→ **Directive**: Your task is to output the entries below word for word.

→ **The records**:
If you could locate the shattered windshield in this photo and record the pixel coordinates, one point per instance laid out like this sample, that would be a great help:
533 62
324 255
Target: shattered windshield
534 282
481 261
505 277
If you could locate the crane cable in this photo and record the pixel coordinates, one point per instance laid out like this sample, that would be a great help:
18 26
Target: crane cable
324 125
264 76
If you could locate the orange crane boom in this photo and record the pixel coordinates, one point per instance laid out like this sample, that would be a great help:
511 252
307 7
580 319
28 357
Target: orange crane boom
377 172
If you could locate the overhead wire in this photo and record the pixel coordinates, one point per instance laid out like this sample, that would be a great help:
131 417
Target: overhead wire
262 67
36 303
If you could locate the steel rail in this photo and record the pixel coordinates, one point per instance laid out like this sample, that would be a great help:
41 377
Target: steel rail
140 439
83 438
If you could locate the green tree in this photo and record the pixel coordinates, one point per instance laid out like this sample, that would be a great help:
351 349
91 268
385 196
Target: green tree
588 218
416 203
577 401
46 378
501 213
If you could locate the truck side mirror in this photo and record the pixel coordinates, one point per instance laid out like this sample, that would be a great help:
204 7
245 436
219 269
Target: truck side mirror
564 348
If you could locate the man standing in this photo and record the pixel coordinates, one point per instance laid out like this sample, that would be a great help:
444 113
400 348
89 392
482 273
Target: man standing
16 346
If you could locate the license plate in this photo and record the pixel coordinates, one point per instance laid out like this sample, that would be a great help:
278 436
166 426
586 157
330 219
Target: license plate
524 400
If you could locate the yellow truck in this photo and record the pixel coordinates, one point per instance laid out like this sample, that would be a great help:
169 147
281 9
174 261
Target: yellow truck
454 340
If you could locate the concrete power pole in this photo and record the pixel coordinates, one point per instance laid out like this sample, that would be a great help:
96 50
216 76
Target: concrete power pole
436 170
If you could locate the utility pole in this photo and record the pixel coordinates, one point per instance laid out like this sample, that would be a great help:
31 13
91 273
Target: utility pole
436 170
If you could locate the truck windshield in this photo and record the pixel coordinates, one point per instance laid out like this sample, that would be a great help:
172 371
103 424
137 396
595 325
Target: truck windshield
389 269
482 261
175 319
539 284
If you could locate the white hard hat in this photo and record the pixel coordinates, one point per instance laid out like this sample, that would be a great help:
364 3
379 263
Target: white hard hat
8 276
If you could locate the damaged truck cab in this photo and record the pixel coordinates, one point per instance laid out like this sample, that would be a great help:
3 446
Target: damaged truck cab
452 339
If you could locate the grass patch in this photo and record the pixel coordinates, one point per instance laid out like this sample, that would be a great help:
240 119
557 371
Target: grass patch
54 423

→ **Output for this exercise**:
If you could locate the shattered windshield in this photo and record the pixel coordinates, one point per instance laid out like this sample, that would be a great help:
533 62
324 255
Target: shattered windshield
534 282
481 261
505 277
If you could locate the crane cable in this photo and record the pixel coordinates, one point per instance laid out like this sample, that would be a great help:
18 26
Target: crane cable
324 125
264 76
If you could locate the orange crane boom in this photo and record the pixel coordinates, one point per instance laid out like this sample, that would be a great help:
511 252
307 7
580 319
28 357
Target: orange crane boom
377 172
If you could locate the overhead wire in this photo and record the pixel coordinates, one point per instance laid out like this sample, that would be a great help:
131 417
Target: overhead wire
262 67
36 303
If you could locate the steel rail in this photo and record the pixel coordinates, one point per instance laid out like this sample, that would be a great help:
41 377
Target: steel rail
140 439
83 438
If you could locate the green tree in this photo and record the pixel coordinates, one point per instance laid out like this sample, that would be a great help:
351 349
91 268
385 196
Target: green tree
588 218
416 203
577 401
46 378
501 213
If you could locate the truck side mirror in this photo and record the pixel coordinates, one point per instance laid out like this sample, that would be a great help:
204 7
245 436
219 269
Target: truck side mirror
564 348
If you could locate the man standing in this photo and record the pixel coordinates, one point per instance laid out like this sample, that would be a great help:
444 113
400 348
89 392
482 273
Target: man standing
16 346
If you could locate the license plate in this photo and record the pixel coordinates, one point per instance laid out like this sample, that would be a great help:
278 436
166 426
586 157
330 219
Target: license plate
524 400
If you could locate the yellow truck in this photo and record the pixel coordinates, one point per instance laid out like this sample, that would be a great help:
169 147
281 9
174 261
Target: yellow truck
454 340
If you could locate the concrete power pole in this photo and record the pixel coordinates, one point per instance laid out like this sample, that would be a great help:
96 50
216 76
Target: concrete power pole
436 170
If you could locate the utility pole in this photo and record the pixel coordinates, one point per instance laid out like this sample, that would be a great help:
31 13
91 273
Target: utility pole
436 170
If you could locate the truck windshield in this photo and record the pixel coordinates, one point per instance laid out like this sample, that would be a great help:
172 371
103 424
137 396
595 325
Target: truck windshield
389 269
482 261
175 319
539 284
If you could locate the white hard hat in this photo and record the pixel coordinates, one point per instance laid out like this sample, that would be a great help:
364 3
379 263
Target: white hard hat
8 276
If you could locate the damaged truck cab in this photo and record the pixel coordinates, one point per instance laid out like this sample, that would be a great help:
3 446
Target: damaged truck cab
452 339
If you could locate the grass patch in this photo and record the pixel coordinates, one point per instance laid out like this sample, that would be a great help:
240 119
557 371
Target: grass patch
54 423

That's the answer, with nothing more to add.